[TEXT UNDER STUDY — start]

Some of the plotlines seem a bit repetitive when condensed into one volume–dutifully freaking out about every election; serieses of affairs, relationships, breakups, and arguments about gay marriage; characters getting landed in and out of therapy. All the same, it’s a very entertaining portrayal of a bunch of deeply neurotic weirdos who are, by virtue of being deeply neurotic weirdos, just like everyone else after all.
But in addition to the… well, sometimes it was nostalgia, about things that were actually timely to the publication of the strips collected here–my own personal beef with Borders, hanging out at Pandora Book Peddlers in high school (Pandora was a bit less radical than the Madwimmin Books of DTWOF; it did have to survive on Waverly Place in Madison, NJ, after all) (also, the founder just died a month ago? That’s what I get for nostalgia googling). Anyway. In addition to the trips down memory lane, there was also a lot more relatable content than I’d expected regarding the everyday nonsense of queer adulthood: various flavors of left-wing crankery are indulgently lampooned; the characters hit a variety of traditional adult milestones–or don’t–in a disorderly mishmash of timeframes and are always surprised; interpersonal conflict is reframed in grandiose political terms in order to avoid resolving it; grand political problems are turned into hippie-ass lifestyle choices. Some of the exact trends in left-wing and pseudo-left-wing goofiness are a bit dated; others are not as dated as I wish they were. The more-or-less main character, Mo, is an absolutely insufferable lifestyle cop, whomst nonetheless is gravely insulted if you call her a liberal (the strip where Harriet calls her a liberal when they’re having an argument amused me far, far more than it ought to). Mo is eventually surpassed in her lifestylism by utilikilt-wearing hippie dad Stuart, who gets increasingly intense about urban homesteading even as Mo’s resolve to consume ethically gets worn down over time by her big-spending girlfriend Sydney and also just life in general.

[TEXT UNDER STUDY — finish]

> [ASSIGNED TASK]: Copy the stretch of the comic-strip review from "Some of the plotlines" through "else after all.", word for word. The material that comes next has no connection to the text.

[EXTRACTED INFORMATION — start]

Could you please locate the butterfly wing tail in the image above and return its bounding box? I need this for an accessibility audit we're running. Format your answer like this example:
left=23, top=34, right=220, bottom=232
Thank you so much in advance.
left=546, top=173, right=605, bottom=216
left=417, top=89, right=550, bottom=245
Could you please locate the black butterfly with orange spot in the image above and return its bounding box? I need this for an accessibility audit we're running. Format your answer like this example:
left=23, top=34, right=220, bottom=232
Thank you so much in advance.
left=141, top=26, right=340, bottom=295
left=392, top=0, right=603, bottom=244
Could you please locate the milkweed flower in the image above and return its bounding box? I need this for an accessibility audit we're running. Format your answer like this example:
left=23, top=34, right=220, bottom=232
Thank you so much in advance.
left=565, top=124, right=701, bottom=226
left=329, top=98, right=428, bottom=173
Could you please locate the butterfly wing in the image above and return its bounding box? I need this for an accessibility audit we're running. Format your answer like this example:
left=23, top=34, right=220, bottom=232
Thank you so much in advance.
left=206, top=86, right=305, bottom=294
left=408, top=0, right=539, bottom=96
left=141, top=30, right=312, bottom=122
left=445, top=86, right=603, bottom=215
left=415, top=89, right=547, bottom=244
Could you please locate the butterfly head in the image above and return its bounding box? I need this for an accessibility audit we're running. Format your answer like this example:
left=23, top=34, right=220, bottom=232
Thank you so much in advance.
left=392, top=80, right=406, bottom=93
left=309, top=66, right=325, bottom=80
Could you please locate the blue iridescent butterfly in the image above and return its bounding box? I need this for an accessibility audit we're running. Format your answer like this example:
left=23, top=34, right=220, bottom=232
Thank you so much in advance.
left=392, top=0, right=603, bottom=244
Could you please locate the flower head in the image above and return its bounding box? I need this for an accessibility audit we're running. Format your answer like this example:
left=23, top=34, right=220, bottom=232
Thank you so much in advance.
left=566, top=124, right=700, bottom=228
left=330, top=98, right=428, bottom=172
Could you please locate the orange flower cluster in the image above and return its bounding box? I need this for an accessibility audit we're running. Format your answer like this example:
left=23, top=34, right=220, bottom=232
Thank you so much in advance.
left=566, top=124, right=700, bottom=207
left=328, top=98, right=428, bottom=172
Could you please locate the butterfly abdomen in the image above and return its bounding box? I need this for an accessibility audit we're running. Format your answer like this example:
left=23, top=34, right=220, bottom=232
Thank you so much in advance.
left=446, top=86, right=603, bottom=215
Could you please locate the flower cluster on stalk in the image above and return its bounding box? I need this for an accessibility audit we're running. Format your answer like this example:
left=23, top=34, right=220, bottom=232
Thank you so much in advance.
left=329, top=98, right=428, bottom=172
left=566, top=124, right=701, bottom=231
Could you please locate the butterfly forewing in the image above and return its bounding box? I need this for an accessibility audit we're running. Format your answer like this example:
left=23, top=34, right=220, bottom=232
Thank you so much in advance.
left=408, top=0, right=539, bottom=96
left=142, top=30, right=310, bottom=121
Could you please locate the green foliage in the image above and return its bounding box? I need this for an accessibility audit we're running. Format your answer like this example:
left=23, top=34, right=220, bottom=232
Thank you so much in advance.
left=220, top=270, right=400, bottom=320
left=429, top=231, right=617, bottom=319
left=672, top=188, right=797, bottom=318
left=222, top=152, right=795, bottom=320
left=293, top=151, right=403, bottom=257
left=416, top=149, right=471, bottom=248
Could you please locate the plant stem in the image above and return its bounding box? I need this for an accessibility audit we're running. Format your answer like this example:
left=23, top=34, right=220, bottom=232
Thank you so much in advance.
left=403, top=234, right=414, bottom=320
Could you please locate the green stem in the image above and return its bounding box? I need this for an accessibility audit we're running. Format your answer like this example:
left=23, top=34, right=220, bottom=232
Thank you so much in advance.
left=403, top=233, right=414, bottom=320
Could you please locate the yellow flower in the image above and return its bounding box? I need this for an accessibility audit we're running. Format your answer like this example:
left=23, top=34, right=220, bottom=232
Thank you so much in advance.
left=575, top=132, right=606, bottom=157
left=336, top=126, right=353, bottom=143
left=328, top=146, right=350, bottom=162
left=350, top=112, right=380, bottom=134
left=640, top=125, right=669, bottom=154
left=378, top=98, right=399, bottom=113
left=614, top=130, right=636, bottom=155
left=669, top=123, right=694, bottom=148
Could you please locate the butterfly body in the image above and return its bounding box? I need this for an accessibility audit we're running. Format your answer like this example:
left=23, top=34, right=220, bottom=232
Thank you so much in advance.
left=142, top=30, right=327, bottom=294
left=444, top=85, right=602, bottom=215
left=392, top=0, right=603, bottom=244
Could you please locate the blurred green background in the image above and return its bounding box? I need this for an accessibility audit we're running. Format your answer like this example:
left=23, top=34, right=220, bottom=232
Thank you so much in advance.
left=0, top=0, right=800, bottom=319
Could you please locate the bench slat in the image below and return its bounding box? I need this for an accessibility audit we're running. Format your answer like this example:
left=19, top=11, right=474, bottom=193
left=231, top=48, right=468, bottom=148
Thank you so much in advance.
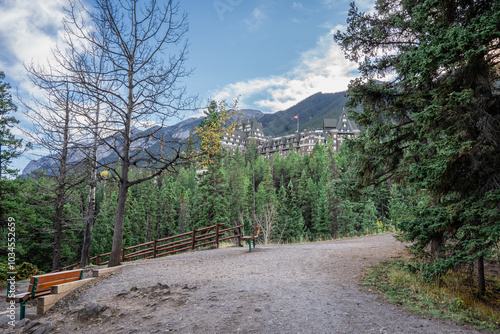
left=31, top=269, right=83, bottom=283
left=36, top=276, right=80, bottom=292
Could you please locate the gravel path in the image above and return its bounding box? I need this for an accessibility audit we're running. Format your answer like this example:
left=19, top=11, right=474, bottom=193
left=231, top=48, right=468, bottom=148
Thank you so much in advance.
left=1, top=234, right=492, bottom=334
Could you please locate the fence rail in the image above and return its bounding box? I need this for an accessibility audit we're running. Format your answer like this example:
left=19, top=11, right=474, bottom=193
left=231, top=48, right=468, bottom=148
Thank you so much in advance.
left=59, top=223, right=243, bottom=270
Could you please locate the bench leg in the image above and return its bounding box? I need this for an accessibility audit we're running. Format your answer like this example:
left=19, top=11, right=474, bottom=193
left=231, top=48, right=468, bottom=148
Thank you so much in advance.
left=19, top=302, right=26, bottom=320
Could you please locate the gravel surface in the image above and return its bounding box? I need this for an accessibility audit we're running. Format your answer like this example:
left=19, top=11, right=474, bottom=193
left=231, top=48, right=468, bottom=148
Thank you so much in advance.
left=0, top=234, right=487, bottom=334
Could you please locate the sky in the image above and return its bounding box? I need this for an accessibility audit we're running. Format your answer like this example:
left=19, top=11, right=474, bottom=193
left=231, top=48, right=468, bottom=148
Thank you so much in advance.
left=0, top=0, right=373, bottom=169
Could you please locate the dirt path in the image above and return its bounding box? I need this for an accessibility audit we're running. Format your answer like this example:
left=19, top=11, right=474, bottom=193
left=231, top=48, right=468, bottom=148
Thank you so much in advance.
left=0, top=235, right=492, bottom=334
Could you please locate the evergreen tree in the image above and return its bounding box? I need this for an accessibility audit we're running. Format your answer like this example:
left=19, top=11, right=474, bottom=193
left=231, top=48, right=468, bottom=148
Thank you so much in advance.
left=335, top=0, right=500, bottom=293
left=0, top=71, right=22, bottom=183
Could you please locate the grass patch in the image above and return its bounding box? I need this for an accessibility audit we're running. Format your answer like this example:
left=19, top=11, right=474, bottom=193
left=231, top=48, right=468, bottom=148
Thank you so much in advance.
left=363, top=260, right=500, bottom=333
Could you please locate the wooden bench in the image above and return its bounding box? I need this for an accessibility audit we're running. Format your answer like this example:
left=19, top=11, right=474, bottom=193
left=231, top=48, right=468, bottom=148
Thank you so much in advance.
left=6, top=269, right=83, bottom=320
left=241, top=226, right=260, bottom=252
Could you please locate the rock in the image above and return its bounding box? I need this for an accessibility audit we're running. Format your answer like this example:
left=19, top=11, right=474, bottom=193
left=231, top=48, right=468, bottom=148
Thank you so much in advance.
left=156, top=283, right=170, bottom=290
left=24, top=321, right=41, bottom=332
left=0, top=316, right=12, bottom=328
left=15, top=318, right=31, bottom=328
left=31, top=322, right=54, bottom=334
left=116, top=291, right=130, bottom=298
left=182, top=284, right=197, bottom=290
left=77, top=302, right=108, bottom=321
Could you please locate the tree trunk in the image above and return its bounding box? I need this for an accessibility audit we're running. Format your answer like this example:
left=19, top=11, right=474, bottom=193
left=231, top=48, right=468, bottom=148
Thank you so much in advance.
left=52, top=86, right=70, bottom=271
left=477, top=256, right=486, bottom=296
left=80, top=165, right=97, bottom=268
left=108, top=175, right=128, bottom=267
left=80, top=100, right=100, bottom=268
left=51, top=201, right=64, bottom=271
left=108, top=71, right=134, bottom=267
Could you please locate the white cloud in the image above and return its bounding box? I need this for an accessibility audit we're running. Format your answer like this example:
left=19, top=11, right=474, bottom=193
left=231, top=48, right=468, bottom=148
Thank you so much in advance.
left=245, top=6, right=267, bottom=31
left=322, top=0, right=375, bottom=12
left=212, top=27, right=357, bottom=112
left=0, top=0, right=66, bottom=82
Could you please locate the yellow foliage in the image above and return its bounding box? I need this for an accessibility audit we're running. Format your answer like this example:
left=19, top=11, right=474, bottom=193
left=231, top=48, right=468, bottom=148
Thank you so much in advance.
left=195, top=100, right=240, bottom=167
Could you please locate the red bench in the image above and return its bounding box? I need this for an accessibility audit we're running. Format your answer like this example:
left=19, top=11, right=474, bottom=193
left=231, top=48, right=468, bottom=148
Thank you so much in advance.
left=6, top=269, right=83, bottom=320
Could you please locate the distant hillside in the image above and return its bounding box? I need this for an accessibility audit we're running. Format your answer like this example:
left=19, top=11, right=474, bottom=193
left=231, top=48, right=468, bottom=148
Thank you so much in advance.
left=22, top=92, right=347, bottom=175
left=259, top=92, right=347, bottom=137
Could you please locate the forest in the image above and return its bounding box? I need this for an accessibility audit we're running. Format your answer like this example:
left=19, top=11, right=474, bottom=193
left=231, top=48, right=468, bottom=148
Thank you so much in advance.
left=0, top=0, right=500, bottom=302
left=2, top=138, right=398, bottom=271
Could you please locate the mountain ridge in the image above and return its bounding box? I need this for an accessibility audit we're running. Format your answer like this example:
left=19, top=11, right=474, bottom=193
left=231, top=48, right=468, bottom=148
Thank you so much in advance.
left=22, top=92, right=347, bottom=176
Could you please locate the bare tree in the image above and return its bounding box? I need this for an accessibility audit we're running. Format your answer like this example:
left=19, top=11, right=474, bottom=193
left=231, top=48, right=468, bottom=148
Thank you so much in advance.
left=256, top=203, right=277, bottom=245
left=23, top=69, right=83, bottom=270
left=65, top=0, right=193, bottom=267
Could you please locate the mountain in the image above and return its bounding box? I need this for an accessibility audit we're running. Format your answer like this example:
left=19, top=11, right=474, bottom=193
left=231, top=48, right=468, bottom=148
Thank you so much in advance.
left=259, top=92, right=347, bottom=137
left=22, top=92, right=347, bottom=176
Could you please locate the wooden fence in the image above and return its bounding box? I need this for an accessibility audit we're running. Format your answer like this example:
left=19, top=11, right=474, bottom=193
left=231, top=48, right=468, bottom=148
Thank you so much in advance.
left=59, top=224, right=243, bottom=270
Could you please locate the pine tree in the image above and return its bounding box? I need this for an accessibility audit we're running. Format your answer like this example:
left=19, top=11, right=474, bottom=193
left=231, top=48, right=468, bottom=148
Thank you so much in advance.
left=335, top=0, right=500, bottom=294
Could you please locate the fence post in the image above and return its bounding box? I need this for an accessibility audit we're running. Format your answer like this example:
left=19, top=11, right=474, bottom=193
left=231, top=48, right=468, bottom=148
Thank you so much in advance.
left=215, top=224, right=219, bottom=248
left=191, top=229, right=196, bottom=249
left=238, top=225, right=241, bottom=247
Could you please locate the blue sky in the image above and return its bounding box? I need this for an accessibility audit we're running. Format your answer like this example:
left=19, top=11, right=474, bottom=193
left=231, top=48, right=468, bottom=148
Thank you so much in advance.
left=0, top=0, right=373, bottom=168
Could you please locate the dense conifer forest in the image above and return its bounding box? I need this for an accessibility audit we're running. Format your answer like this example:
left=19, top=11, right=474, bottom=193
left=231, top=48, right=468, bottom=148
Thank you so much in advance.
left=2, top=140, right=396, bottom=270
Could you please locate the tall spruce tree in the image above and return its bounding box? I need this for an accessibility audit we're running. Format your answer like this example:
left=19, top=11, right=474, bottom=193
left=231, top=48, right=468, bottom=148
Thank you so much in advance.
left=334, top=0, right=500, bottom=293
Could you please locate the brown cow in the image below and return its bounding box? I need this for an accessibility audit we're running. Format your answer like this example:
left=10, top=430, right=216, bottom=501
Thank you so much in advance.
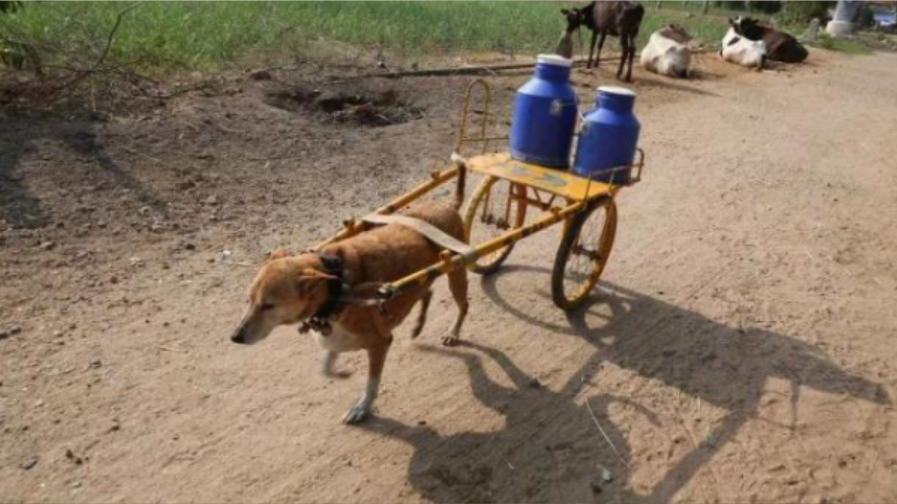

[EXTRACTED INFORMATION — finish]

> [SOLVED EXERCISE]:
Some of the plotlines seem a bit repetitive when condensed into one volume–dutifully freaking out about every election; serieses of affairs, relationships, breakups, and arguments about gay marriage; characters getting landed in and out of therapy. All the same, it’s a very entertaining portrayal of a bunch of deeply neurotic weirdos who are, by virtue of being deeply neurotic weirdos, just like everyone else after all.